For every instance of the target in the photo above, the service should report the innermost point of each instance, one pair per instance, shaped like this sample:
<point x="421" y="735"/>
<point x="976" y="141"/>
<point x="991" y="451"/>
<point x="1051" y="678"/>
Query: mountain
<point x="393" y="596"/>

□ □ □

STATED GOAL:
Rewrite all of the data above with "innermost" changed to "central", leaving every other word as it is.

ANSWER TO THIS TASK:
For every instance of the target in the photo above, the service should report the central point of each instance, one pair per instance, shaped like this sample:
<point x="421" y="735"/>
<point x="976" y="141"/>
<point x="991" y="451"/>
<point x="1051" y="678"/>
Query: mountain
<point x="393" y="596"/>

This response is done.